> _Do this_: Each line of the material must be returned exactly.

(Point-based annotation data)
#####

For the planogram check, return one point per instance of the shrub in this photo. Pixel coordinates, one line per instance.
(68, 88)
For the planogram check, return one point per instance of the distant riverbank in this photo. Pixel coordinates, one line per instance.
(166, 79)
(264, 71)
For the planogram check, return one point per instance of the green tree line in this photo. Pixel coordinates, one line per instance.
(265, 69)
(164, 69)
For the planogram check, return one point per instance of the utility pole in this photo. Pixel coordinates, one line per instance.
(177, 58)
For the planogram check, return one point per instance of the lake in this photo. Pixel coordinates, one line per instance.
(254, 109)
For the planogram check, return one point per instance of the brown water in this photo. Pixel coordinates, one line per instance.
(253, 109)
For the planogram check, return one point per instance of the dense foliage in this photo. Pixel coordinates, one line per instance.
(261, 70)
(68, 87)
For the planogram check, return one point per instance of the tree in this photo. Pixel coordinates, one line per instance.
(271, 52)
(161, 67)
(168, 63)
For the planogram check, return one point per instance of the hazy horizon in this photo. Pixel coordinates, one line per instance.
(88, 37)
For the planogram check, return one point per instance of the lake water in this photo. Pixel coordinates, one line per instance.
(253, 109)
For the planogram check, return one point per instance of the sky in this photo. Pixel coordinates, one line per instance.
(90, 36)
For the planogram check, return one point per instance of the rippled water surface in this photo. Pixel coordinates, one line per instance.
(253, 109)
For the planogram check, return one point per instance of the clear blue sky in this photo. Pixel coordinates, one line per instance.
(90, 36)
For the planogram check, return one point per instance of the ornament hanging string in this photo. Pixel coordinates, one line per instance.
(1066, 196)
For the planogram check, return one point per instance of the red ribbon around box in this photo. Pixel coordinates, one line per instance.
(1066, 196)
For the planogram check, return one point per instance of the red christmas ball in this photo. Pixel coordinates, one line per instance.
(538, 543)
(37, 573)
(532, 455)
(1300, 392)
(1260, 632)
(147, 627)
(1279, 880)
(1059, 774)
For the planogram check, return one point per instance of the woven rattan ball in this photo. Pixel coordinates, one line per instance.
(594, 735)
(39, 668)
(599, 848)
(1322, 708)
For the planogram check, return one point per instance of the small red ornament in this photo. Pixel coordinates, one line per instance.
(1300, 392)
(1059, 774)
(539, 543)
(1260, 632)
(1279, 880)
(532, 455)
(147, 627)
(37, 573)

#####

> _Result of the exercise_:
For the planogram check, return one point per instance of the shrub in this photo. Pixel coordinates, one line per instance.
(68, 88)
For the planogram check, return one point per instance of the distant riverbank in this photo. Pixel coordinates, one line per instance.
(166, 79)
(264, 71)
For the planogram check, return one point per instance of the green tree line in this photo. Pixel coordinates, one line per instance.
(265, 69)
(164, 69)
For the planogram check, return one point per instance of the utility pole in this photo. Pixel coordinates, one line per instance.
(177, 58)
For the planogram check, return one point per instance of the lake in this photo. Pixel coordinates, one line per instance.
(254, 109)
For the planogram check, return one point per instance of the brown water in this photo. Pixel coordinates, one line per instance.
(253, 109)
For the planogram check, return one point per instance of the dense foliage in this photo. Pixel coordinates, one line per instance.
(261, 70)
(68, 87)
For the planogram check, return one point per instance of the tree in this photo. Pixel coordinates, one line per instance.
(271, 52)
(161, 67)
(168, 63)
For the planogram check, return one point per instance of the hazy horizon in this photo. Pixel coordinates, one line per instance.
(88, 37)
For the planogram check, return one point per instance of the lake water in this photo. Pixel coordinates, one line per instance.
(253, 109)
For the planogram check, return one point per instance of the sky in this photo. Pixel coordinates, one line per instance.
(90, 36)
For the planogram check, return one point per instance of the rippled water surface in this photo. Pixel coordinates, one line per instance.
(253, 109)
For the planogram check, return one point per instance of the clear blue sky in this photo. Pixel coordinates, one line per instance.
(90, 36)
For the planogram check, return one point per instance of the ornament hanging string in this photo. Pixel coordinates, one line per instance.
(1066, 196)
For the planogram check, return one point per instance of the red ribbon around box in this photo. Pixel coordinates, one line per instance.
(1066, 196)
For the planogram check, return one point per instance of the red christmas ball in this photo. Pixel coordinates, one line per instance.
(538, 543)
(37, 573)
(532, 455)
(1300, 392)
(1260, 632)
(147, 627)
(1279, 880)
(1059, 774)
For the planogram check, return one point per instance of the woven rattan ball in this photo. Pixel coordinates, one line per instance.
(594, 735)
(39, 668)
(599, 848)
(1322, 708)
For the planogram check, return one point per instance of the small red ornament in this photo. Pixel coordinates, one line per instance.
(1300, 392)
(1059, 774)
(539, 543)
(1260, 632)
(1279, 880)
(532, 455)
(147, 627)
(37, 573)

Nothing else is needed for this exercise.